给定文本:
那些年我们踩过的Hive坑

本文详细解析Hive在实际应用中遇到的多种问题,包括缺少MySQL驱动包、元数据库初始化、相对路径在绝对URI中、Hive表创建失败等,并提供具体的解决策略。

原文地址:https://blog.youkuaiyun.com/sunnyyoona/article/details/51648871 

1. 缺少MySQL驱动包

1.1 问题描述

Caused by: org.datanucleus.store.rdbms.connectionpool.DatastoreDriverNotFoundException: The specified datastore driver ("com.mysql.jdbc.Driver") was not found in the CLASSPATH. Please check your CLASSPATH specification, and the name of the driver.
	at org.datanucleus.store.rdbms.connectionpool.AbstractConnectionPoolFactory.loadDriver(AbstractConnectionPoolFactory.java:58)
	at org.datanucleus.store.rdbms.connectionpool.BoneCPConnectionPoolFactory.createConnectionPool(BoneCPConnectionPoolFactory.java:54)
	at org.datanucleus.store.rdbms.ConnectionFactoryImpl.generateDataSources(ConnectionFactoryImpl.java:213)

1.2. 解决方案

上述问题很可能是缺少mysql的jar包,下载 mysql-connector-java-5.1.32.tar.gz,复制到hive的lib目录下:

xiaosi@yoona:~$ cp mysql-connector-java-5.1.34-bin.jar opt/hive-2.1.0/lib/

2. 元数据库mysql初始化

2.1 问题描述

运行./hive脚本时,无法进入,报错:

Exception in thread "main" java.lang.RuntimeException: Hive metastore database is not initialized. Please use 
schematool (e.g. ./schematool -initSchema -dbType ...) to create the schema. If needed, don't forget to include 
the option to auto-create the underlying database in your JDBC connection string (
e.g. ?createDatabaseIfNotExist=true for mysql)

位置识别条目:
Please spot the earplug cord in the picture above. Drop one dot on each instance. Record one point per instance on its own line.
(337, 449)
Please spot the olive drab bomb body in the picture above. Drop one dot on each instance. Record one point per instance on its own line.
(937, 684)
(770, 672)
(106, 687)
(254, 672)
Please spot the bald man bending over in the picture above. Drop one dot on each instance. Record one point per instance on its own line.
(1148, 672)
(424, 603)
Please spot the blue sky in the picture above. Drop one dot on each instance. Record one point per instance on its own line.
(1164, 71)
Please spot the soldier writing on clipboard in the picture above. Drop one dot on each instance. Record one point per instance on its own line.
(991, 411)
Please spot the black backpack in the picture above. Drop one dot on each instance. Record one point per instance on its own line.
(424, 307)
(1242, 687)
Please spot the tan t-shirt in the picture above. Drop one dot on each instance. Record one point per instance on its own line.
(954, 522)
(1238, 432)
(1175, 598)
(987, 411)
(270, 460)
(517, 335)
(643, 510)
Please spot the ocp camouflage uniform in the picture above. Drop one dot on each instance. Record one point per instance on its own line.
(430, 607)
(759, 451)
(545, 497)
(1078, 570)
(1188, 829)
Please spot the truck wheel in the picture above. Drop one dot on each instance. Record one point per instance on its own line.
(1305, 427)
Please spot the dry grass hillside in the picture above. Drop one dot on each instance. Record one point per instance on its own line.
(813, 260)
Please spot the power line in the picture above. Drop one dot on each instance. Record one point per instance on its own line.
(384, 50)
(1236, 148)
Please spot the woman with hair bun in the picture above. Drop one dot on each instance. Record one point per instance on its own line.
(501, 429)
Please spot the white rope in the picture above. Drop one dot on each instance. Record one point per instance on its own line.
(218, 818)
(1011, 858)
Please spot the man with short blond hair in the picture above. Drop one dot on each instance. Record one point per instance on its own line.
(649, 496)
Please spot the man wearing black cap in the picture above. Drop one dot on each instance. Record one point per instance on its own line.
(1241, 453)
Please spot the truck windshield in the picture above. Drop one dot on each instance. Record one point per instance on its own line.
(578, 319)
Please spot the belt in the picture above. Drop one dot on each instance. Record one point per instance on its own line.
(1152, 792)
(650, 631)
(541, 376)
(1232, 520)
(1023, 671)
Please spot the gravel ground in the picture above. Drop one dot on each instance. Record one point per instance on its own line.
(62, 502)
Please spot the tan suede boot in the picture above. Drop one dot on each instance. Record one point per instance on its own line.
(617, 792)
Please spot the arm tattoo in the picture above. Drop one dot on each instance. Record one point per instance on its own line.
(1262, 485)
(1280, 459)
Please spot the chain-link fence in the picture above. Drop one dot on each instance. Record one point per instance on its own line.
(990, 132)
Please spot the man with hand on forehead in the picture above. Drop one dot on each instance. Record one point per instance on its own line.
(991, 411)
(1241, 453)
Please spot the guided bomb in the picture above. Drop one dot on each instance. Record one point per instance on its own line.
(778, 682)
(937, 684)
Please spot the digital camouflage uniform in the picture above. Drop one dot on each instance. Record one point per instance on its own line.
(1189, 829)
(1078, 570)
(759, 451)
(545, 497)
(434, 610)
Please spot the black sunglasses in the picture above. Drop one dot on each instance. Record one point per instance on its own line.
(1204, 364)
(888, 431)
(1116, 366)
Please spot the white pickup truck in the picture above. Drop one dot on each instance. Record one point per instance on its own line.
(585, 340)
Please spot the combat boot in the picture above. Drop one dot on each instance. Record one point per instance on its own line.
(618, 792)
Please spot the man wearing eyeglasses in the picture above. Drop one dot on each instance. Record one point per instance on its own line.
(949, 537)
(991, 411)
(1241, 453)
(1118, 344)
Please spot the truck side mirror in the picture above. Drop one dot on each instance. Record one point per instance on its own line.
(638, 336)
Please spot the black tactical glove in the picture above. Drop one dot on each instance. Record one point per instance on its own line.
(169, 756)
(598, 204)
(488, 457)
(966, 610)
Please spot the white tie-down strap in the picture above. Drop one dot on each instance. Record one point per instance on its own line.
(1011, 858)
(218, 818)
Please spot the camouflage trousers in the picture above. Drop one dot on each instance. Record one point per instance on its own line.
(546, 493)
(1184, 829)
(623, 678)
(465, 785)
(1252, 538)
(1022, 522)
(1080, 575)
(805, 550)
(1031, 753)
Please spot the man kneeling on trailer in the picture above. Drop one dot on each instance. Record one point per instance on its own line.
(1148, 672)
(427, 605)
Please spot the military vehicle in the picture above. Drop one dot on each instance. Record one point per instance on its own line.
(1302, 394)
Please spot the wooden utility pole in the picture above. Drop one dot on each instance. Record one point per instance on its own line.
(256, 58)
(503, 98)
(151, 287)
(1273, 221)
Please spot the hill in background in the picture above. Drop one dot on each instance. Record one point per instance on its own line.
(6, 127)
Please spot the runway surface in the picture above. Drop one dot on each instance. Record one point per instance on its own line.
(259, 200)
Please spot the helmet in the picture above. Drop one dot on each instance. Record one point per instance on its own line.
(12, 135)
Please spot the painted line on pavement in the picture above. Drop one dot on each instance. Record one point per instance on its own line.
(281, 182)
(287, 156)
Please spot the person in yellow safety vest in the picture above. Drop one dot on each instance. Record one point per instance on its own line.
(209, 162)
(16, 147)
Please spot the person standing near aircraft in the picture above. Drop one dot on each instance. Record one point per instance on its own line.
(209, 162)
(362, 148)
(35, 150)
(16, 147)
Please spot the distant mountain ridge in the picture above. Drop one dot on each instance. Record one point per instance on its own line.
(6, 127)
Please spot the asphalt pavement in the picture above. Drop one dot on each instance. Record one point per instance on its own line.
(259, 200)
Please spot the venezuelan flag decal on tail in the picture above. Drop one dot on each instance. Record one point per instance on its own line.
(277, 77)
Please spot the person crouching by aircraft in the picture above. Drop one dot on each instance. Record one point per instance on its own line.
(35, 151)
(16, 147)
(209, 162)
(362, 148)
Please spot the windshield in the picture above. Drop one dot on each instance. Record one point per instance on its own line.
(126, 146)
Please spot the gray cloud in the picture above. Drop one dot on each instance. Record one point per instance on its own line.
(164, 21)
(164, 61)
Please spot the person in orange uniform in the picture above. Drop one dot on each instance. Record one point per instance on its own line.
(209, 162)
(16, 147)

操作要求:
逐字复述Hive踩坑一文中从“1. 缺少MySQL驱动包”起、到“of the driver.”为止的部分，首尾两处都要包括在内。 只依据Hive踩坑一文作答。

练习输出:
1. 缺少MySQL驱动包

1.1 问题描述

Caused by: org.datanucleus.store.rdbms.connectionpool.DatastoreDriverNotFoundException: The specified datastore driver ("com.mysql.jdbc.Driver") was not found in the CLASSPATH. Please check your CLASSPATH specification, and the name of the driver.